A Police Chief Dies in Nicaragua, Covid-19 the Suspected Killer
Family members maintain that he died of heart problems, but he was buried without the normal honors from a police force that backs the official version of “normality”.
By EFE (Confidencial)
HAVANA TIMES – The head of Public Safety for Nicaragua’s National Police, Olivio Hernandez, died on Thursday, May 21 and was buried almost immediately. Amid the COVID-19 pandemic, this unusual behavior of express burials has awakened suspicions that he was a victim of the virus.
Although family members insist that Hernandez died from heart problems, controversy has arisen from the circumstances of the burial, which was not in keeping with normal procedures for the funeral of a Police Chief. The Police have supported President Daniel Ortega’s line of minimizing the pandemic.
General Police Commissioner and a founding member of the corps, Hernandez assumed his position as Head of Public Safety in January 2019. He had also served as Assistant Chief of Police in the South Caribbean Region.

■ ■ ■ ■

Exercise requirements: In the article on the Nicaraguan police official's death, copy the passage from "A Police Chief Dies" to "of the virus.", swapping "Police Chief" for "Police Commander".

Raw data:

■ ■ ■ ■

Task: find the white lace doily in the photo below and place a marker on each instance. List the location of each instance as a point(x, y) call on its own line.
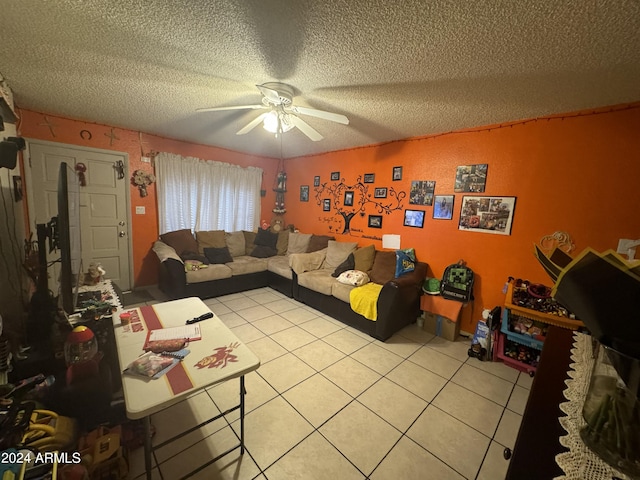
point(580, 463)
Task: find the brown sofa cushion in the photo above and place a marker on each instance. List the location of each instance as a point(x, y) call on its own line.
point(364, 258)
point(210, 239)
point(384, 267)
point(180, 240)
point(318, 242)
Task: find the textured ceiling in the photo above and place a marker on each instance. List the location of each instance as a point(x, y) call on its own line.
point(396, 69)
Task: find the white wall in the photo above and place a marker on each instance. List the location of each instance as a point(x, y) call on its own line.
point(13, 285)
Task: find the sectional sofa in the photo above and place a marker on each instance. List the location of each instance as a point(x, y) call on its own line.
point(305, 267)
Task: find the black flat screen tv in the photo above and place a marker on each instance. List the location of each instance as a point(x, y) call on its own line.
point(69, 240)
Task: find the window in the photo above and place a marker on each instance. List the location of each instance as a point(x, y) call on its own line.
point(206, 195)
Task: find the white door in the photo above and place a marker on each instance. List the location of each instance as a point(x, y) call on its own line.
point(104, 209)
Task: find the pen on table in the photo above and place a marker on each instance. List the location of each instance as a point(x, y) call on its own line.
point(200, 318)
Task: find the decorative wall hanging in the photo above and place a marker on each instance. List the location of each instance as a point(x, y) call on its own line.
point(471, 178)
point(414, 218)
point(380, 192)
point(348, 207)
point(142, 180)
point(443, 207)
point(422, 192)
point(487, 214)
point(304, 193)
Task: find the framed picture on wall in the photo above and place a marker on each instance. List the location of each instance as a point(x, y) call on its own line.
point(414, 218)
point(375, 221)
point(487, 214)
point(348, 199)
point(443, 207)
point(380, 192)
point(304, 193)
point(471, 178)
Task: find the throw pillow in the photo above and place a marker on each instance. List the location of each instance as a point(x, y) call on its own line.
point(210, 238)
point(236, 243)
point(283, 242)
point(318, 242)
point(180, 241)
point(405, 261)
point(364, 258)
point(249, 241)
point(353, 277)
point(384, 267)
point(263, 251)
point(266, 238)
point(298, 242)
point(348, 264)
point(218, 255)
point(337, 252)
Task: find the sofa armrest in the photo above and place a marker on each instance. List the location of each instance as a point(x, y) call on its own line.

■ ■ ■ ■

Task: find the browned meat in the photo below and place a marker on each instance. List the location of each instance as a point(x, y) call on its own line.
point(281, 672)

■ ■ ■ ■

Result of this exercise:
A Police Commander Dies in Nicaragua, Covid-19 the Suspected Killer
Family members maintain that he died of heart problems, but he was buried without the normal honors from a police force that backs the official version of “normality”.
By EFE (Confidencial)
HAVANA TIMES – The head of Public Safety for Nicaragua’s National Police, Olivio Hernandez, died on Thursday, May 21 and was buried almost immediately. Amid the COVID-19 pandemic, this unusual behavior of express burials has awakened suspicions that he was a victim of the virus.